**PROBLEM DETAILS:**
When a line in the entries below contains the word "traffic", copy that line.

**THE DATA:**
Segment Open

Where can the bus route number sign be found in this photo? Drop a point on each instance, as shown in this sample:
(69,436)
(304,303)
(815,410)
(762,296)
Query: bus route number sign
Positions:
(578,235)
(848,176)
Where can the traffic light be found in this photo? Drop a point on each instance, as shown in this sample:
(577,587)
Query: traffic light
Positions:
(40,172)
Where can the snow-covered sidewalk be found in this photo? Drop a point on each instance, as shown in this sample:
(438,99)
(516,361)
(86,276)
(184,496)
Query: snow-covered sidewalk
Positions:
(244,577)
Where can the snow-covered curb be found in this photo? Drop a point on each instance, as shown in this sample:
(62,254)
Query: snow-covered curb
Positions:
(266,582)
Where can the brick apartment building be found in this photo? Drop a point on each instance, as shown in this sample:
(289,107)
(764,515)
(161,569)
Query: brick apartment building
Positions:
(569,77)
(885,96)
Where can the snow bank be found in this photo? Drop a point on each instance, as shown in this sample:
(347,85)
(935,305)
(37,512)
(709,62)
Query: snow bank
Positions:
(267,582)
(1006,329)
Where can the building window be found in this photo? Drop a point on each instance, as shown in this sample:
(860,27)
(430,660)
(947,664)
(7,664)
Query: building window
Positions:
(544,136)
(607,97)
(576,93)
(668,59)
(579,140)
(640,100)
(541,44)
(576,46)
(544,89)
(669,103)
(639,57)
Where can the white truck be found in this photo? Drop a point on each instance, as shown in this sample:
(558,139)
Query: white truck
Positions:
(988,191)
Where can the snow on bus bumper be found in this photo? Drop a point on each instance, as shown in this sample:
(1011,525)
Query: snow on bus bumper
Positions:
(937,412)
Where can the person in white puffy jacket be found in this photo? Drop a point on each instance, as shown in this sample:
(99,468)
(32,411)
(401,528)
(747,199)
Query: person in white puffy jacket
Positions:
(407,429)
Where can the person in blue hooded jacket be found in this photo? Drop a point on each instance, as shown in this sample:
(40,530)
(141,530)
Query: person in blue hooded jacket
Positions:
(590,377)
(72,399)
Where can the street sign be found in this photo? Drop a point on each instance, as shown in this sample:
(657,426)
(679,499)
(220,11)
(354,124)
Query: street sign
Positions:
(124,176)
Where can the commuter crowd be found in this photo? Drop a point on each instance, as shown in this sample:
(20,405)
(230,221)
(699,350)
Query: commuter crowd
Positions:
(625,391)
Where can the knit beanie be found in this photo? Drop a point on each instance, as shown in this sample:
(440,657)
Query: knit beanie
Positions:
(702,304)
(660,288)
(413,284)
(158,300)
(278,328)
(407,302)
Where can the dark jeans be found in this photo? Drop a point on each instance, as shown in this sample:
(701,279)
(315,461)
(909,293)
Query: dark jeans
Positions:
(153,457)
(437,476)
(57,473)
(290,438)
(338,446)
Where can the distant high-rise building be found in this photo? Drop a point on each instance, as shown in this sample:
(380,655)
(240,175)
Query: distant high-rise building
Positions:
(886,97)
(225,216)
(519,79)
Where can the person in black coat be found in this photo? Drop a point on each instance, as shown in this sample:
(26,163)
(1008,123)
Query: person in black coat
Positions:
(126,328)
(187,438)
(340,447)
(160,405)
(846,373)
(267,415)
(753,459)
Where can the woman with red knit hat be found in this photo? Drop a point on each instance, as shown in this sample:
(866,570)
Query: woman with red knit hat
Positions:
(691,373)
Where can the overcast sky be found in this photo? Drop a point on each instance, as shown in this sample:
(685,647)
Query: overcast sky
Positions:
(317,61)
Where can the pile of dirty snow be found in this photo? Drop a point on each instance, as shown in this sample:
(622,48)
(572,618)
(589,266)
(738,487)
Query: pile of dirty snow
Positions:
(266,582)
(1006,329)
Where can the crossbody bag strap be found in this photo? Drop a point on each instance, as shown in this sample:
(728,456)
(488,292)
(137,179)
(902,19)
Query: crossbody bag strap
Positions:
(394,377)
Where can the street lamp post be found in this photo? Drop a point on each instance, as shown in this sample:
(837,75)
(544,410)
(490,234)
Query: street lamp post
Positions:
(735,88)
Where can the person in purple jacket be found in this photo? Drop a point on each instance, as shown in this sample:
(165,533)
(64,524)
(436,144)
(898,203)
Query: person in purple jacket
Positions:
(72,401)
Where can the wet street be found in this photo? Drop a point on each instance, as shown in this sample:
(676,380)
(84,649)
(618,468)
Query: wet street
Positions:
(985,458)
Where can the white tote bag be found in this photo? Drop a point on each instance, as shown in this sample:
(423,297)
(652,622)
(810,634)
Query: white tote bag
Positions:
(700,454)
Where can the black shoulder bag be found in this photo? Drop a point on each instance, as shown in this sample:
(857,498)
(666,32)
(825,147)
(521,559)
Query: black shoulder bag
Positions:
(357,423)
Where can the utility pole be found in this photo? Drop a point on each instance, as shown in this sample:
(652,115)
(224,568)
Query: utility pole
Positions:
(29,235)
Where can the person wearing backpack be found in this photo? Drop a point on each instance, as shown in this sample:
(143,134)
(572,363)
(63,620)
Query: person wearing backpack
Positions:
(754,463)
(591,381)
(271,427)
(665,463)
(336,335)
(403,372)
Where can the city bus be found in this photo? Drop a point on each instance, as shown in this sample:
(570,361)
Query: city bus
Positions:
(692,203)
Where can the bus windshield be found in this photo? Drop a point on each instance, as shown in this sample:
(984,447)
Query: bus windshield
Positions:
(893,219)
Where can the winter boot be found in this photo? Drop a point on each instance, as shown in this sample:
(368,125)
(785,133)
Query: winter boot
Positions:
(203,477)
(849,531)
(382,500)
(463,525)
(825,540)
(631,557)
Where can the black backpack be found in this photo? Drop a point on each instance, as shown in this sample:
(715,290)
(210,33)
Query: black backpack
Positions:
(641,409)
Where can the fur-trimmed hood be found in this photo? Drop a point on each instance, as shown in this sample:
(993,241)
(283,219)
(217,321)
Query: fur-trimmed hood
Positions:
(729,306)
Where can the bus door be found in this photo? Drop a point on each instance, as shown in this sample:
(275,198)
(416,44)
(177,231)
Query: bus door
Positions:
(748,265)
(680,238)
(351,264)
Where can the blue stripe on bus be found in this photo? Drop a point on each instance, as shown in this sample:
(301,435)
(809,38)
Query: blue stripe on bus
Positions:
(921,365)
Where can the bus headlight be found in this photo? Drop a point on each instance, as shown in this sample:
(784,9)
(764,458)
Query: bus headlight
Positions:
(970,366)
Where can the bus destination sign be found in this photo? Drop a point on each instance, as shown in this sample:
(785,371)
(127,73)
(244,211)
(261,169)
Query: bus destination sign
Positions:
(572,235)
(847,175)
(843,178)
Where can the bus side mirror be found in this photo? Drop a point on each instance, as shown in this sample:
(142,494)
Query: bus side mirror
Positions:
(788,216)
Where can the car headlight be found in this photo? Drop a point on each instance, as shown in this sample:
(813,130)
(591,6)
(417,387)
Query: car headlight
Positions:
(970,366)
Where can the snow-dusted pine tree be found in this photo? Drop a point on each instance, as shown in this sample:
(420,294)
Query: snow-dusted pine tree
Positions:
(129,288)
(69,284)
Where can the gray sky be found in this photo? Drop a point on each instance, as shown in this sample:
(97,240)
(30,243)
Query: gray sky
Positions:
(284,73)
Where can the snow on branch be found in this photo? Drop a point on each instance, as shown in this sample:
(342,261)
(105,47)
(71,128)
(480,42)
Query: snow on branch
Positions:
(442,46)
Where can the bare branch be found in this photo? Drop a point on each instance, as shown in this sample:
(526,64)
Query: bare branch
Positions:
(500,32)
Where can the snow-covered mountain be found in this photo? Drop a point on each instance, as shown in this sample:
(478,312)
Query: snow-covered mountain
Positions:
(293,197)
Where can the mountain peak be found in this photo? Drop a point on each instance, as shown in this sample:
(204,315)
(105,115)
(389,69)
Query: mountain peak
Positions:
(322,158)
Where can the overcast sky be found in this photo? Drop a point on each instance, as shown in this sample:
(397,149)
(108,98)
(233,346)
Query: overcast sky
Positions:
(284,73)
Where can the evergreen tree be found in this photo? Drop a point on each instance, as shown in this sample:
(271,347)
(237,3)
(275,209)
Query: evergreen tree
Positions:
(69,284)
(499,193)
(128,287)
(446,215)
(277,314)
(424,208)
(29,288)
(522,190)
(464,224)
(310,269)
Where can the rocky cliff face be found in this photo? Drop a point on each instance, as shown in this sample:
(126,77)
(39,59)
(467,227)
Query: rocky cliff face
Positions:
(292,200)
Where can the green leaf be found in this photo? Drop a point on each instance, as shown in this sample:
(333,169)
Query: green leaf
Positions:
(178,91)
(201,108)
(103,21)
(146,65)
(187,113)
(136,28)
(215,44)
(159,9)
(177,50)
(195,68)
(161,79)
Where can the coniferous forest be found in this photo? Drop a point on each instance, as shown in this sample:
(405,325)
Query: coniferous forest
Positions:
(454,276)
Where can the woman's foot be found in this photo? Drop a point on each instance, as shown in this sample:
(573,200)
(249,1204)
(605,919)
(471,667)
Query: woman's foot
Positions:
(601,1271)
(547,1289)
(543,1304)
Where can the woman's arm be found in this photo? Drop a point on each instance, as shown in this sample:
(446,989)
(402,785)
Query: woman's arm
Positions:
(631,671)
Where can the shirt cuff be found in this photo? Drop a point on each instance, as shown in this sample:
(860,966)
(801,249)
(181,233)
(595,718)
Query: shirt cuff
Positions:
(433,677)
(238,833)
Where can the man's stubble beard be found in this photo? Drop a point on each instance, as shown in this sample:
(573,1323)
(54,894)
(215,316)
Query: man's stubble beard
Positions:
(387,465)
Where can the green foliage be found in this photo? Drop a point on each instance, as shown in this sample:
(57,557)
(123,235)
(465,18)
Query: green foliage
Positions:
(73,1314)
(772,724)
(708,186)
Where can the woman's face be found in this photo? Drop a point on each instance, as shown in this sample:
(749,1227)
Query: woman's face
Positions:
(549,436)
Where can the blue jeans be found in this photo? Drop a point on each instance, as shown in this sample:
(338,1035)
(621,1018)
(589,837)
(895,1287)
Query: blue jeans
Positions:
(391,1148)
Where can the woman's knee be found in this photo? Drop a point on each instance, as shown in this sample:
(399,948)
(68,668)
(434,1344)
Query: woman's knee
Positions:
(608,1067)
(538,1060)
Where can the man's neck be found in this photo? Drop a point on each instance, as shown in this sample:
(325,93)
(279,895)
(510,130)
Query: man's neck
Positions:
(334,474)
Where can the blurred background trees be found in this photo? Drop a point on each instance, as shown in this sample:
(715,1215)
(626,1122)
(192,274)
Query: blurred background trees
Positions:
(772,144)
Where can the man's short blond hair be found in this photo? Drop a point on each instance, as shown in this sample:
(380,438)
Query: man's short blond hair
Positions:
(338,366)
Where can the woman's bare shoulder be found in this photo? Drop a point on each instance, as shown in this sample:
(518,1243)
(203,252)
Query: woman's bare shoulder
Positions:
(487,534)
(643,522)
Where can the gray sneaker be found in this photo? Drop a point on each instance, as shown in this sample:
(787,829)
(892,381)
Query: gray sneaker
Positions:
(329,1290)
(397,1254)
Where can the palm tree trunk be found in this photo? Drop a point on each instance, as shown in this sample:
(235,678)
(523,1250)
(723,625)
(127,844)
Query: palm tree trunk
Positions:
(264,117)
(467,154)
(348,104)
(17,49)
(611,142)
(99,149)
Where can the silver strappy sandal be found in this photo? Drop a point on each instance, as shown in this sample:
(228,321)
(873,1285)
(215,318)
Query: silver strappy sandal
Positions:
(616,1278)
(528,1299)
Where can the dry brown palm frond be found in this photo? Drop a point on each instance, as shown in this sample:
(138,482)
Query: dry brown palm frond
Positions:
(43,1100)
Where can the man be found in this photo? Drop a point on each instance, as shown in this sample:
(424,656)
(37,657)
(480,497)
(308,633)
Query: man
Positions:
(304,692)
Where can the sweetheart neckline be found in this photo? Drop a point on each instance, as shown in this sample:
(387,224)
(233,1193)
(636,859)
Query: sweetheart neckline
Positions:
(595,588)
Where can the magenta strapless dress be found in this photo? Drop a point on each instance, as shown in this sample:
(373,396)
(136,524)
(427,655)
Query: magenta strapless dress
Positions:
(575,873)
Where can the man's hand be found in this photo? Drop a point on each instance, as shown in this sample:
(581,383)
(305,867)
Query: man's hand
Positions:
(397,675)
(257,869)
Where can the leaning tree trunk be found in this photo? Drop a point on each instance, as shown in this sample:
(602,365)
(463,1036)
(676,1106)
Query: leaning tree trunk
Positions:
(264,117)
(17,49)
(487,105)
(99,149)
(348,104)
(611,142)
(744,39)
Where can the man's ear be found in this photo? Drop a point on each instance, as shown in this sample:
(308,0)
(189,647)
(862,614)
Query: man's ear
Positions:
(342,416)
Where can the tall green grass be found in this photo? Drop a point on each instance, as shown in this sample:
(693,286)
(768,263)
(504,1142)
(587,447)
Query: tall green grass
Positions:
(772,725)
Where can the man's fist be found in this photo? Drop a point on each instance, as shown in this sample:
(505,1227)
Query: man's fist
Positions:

Segment Closed

**OUTPUT OF THE TASK:**
Where can the traffic light be found in this photo? Drop a point on each instance, as shown in this sample:
Query: traffic light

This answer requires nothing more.